─── Record extracts
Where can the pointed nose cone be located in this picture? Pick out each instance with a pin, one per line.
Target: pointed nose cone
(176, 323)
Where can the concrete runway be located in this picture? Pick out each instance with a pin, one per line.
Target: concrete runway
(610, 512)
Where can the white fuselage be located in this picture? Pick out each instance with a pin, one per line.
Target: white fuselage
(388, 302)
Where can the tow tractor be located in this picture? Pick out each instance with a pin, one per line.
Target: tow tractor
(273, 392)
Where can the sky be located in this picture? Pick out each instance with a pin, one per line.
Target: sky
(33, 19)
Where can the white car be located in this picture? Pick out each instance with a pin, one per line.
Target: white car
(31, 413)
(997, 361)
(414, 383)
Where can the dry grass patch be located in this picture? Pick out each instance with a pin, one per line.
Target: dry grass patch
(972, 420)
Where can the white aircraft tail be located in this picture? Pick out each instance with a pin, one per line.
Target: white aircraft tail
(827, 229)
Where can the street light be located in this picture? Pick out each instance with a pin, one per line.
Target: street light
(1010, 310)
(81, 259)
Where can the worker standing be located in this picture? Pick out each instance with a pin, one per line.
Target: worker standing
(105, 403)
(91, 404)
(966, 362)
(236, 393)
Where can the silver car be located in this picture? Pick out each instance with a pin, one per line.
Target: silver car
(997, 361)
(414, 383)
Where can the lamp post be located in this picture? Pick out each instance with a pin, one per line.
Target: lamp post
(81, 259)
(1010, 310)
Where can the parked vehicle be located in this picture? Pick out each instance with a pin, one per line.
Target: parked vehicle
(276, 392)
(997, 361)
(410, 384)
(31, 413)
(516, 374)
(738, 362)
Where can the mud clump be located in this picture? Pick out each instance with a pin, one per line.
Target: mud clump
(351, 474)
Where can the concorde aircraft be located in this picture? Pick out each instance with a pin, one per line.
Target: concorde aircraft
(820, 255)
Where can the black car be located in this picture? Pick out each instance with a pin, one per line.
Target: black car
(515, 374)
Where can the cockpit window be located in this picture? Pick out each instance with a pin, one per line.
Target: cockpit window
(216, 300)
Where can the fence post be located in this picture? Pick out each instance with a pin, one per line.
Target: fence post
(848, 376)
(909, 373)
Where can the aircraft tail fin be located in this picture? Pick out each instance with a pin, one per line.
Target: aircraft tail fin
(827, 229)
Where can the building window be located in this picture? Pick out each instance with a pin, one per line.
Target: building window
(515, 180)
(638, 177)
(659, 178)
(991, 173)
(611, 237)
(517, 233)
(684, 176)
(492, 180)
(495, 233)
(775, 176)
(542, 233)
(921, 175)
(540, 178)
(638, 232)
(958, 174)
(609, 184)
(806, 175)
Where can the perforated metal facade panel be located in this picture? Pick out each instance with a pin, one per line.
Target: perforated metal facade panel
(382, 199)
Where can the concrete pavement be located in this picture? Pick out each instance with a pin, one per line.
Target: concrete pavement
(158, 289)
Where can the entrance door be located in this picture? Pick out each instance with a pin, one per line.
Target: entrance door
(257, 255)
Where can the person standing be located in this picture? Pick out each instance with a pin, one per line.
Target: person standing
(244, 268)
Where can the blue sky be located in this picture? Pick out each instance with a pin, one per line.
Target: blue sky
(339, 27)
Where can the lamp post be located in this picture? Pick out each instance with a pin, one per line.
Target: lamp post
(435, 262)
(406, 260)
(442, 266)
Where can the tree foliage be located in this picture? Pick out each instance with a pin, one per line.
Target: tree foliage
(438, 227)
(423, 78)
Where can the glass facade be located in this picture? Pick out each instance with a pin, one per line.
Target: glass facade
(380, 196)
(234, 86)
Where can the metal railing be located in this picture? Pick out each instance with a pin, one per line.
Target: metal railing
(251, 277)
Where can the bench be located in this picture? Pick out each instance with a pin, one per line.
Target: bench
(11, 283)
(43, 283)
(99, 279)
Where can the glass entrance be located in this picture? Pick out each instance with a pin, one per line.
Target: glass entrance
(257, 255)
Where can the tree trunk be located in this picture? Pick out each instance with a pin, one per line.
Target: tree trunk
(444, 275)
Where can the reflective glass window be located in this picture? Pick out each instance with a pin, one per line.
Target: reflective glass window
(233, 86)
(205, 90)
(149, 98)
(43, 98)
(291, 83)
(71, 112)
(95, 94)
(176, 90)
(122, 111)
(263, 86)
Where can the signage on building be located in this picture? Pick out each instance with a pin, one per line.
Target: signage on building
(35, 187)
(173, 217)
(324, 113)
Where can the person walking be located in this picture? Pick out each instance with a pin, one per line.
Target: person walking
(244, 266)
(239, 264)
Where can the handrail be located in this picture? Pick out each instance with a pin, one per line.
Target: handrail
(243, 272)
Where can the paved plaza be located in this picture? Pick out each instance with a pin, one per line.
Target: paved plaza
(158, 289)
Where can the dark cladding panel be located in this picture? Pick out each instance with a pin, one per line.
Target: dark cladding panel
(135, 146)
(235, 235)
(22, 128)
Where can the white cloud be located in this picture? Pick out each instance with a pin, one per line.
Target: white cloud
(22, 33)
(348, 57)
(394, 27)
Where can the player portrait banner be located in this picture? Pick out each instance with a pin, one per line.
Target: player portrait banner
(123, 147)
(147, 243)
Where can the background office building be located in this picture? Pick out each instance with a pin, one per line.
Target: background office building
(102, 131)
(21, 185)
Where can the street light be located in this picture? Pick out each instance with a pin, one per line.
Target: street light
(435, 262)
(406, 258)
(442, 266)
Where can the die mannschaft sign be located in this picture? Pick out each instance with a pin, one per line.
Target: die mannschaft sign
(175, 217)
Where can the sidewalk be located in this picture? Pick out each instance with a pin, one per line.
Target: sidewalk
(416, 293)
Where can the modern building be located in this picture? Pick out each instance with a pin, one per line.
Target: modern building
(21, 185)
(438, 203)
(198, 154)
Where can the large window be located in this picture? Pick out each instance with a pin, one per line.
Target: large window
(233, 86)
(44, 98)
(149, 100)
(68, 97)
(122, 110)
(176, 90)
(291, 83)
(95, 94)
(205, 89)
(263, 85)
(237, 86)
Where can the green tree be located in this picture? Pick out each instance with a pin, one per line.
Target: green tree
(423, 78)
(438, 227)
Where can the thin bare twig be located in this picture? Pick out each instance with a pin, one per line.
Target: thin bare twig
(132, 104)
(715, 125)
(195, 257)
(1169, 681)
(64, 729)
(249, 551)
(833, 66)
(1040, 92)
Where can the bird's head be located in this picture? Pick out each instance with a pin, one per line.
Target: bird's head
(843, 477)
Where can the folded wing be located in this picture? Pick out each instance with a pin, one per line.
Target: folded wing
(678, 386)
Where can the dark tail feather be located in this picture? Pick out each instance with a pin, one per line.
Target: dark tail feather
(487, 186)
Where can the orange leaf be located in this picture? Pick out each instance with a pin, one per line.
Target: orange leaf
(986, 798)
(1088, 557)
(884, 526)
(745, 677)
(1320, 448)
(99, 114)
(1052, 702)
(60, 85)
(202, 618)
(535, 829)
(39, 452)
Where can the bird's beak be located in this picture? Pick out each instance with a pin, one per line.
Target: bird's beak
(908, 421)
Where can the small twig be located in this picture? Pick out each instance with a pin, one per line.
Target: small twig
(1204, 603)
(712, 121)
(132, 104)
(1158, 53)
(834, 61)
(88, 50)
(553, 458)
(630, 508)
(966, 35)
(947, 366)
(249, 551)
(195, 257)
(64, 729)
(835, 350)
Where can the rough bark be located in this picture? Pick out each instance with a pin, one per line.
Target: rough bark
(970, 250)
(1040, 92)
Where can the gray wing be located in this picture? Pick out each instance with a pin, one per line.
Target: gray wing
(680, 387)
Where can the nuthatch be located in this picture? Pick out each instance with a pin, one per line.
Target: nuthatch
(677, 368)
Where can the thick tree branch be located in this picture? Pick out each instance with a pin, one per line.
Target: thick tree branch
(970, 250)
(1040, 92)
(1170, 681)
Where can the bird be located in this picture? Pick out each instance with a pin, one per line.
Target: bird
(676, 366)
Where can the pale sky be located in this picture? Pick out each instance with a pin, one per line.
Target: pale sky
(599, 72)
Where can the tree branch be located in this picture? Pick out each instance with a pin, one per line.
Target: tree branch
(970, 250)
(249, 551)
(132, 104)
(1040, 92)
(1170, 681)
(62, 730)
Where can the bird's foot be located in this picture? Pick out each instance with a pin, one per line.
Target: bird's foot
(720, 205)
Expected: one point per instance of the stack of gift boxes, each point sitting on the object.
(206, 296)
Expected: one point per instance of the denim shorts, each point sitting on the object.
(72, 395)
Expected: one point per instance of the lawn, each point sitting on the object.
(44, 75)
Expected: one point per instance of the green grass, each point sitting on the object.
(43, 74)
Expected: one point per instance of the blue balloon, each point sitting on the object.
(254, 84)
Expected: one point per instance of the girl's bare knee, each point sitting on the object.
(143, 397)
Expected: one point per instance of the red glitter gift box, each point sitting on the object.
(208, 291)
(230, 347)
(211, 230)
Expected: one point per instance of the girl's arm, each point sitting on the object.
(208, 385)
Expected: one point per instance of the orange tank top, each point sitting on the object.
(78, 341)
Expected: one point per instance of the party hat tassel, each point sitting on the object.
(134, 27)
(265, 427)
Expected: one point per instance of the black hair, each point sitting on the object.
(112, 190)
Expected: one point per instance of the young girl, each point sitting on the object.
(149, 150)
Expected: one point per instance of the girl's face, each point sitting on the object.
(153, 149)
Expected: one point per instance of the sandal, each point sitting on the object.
──────
● **About this exercise**:
Print, from the entries above, the line with "Target: entrance door", the line with "Where can the bench" and all lines between them, exactly and with nothing else.

● **Exercise answer**:
Target: entrance door
(257, 255)
Where can the person standing be located in this picture? Pick out each instance with a pin, one per line.
Target: person standing
(244, 268)
Where can the blue sky be located in this picture? Pick out each instance with a pin, one per line.
Target: blue sky
(339, 27)
Where can the lamp post be located in this picture? Pick out each instance with a pin, one per line.
Target: lamp post
(435, 262)
(406, 260)
(442, 266)
Where can the tree foliage be located in this picture? Pick out each instance with a pin, one per line.
Target: tree foliage
(438, 227)
(423, 78)
Where can the glass facade be located in this picture? Pick out each instance with a pin, one per line.
Target: glass facade
(380, 196)
(234, 86)
Where can the metal railing be located in this picture? Pick out each instance with a pin, one per line.
Target: metal railing
(251, 277)
Where can the bench be located in this picture? Pick out each instance with a pin, one per line.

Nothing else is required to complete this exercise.